● Aim of the task: Please restate, word for word, each line from the one containing "Could you identify the finger" through the end of the entries below.

Point localization data
━━━━━━
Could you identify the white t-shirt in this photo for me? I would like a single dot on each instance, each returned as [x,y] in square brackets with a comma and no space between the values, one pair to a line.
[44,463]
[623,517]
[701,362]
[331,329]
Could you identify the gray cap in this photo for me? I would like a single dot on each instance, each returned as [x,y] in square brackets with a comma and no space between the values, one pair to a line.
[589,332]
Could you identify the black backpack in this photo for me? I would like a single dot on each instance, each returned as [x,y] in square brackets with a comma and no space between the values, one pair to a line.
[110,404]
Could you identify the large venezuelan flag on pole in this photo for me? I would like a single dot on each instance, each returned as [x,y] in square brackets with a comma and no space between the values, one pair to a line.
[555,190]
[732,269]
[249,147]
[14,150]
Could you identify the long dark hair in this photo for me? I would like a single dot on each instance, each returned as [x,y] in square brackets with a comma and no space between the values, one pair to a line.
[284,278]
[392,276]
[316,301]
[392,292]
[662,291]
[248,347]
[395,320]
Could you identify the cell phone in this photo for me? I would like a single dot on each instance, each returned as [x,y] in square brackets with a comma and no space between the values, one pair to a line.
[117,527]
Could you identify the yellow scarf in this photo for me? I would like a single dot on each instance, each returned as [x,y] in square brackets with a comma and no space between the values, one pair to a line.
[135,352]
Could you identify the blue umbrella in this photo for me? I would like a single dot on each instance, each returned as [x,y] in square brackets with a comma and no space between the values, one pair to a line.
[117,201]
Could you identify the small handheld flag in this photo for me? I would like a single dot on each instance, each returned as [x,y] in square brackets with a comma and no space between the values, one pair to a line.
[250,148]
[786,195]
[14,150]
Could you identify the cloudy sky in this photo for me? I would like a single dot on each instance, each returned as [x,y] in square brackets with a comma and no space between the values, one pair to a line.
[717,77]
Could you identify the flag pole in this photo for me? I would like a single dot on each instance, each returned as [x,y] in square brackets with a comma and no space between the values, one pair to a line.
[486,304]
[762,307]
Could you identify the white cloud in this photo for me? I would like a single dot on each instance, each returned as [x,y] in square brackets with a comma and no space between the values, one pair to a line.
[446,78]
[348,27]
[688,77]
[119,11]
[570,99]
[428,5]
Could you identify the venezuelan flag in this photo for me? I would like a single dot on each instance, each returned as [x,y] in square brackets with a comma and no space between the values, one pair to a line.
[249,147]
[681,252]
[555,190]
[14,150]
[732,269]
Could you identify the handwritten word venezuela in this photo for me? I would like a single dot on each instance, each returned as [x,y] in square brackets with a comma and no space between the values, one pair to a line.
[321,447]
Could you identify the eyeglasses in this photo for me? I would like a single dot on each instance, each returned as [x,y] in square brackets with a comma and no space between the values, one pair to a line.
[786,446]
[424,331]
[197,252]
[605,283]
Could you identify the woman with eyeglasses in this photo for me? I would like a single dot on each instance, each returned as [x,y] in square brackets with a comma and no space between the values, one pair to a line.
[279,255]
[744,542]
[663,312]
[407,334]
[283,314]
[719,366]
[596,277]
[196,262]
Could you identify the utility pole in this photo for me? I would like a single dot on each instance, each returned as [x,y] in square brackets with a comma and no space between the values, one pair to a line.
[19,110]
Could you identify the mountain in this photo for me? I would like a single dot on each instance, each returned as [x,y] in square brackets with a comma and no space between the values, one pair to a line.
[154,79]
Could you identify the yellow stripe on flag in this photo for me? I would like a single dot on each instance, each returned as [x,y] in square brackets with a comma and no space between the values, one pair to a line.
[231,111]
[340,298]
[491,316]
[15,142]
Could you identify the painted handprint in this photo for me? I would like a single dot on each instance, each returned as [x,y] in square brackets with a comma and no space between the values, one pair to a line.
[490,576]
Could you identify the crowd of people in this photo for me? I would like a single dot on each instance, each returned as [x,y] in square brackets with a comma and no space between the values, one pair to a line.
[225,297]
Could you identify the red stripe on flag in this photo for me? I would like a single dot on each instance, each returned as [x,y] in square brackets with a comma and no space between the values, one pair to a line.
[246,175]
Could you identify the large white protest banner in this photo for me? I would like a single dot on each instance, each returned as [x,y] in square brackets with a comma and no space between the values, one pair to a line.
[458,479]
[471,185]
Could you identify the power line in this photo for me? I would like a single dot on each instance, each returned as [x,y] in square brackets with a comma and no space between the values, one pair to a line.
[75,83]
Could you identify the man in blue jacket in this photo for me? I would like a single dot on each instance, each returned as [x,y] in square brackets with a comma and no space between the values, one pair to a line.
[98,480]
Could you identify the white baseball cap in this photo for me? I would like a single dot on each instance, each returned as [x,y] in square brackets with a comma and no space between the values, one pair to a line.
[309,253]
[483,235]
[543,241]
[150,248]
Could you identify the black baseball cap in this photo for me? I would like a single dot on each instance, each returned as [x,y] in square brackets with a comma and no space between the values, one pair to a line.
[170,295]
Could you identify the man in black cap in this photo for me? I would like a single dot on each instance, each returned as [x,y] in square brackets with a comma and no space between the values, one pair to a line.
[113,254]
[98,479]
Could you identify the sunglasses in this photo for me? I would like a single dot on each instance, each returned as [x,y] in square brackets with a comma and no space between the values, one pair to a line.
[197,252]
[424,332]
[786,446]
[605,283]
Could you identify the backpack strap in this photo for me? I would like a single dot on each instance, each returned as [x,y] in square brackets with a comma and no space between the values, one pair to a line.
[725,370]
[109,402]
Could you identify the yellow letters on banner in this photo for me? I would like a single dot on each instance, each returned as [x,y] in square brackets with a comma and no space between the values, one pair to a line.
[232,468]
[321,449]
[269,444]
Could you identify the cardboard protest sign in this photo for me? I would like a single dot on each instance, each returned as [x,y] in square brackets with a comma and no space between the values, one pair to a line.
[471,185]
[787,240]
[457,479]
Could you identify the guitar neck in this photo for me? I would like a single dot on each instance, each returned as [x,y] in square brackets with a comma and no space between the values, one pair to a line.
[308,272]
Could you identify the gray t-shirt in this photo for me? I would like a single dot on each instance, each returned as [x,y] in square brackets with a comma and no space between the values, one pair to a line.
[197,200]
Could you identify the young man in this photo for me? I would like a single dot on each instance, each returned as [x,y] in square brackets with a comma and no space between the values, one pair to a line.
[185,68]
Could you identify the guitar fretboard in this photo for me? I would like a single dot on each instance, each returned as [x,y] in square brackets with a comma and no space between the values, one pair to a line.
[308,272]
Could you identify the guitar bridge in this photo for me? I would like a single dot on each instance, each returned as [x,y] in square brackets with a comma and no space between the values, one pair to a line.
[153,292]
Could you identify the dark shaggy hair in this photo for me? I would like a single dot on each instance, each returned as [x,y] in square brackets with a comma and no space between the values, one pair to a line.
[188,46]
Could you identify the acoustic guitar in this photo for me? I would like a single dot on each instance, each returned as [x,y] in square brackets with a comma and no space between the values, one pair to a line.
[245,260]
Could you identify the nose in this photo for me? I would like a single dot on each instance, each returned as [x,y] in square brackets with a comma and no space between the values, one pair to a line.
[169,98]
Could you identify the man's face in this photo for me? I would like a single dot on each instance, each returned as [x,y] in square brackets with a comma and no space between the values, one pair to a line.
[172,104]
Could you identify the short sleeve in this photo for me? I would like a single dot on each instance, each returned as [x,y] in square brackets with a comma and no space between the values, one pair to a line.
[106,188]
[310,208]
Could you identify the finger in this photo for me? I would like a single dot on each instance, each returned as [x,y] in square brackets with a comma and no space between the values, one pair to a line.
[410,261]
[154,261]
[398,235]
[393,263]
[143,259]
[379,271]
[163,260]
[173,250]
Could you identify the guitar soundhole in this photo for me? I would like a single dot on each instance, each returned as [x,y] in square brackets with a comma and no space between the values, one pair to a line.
━━━━━━
● Result:
Could you identify the finger in this photo for me? I would like a single dot on each instance, each returned as [x,y] in square brackets with a comma and no space between the values, one pair to a line.
[410,261]
[154,261]
[398,235]
[393,263]
[143,259]
[379,271]
[163,260]
[173,250]
Could you identify the guitar soundhole in this photo for me? I would like a single dot on each instance, each returned as [x,y] in square brackets with a comma and no space between the values, one pair to a line.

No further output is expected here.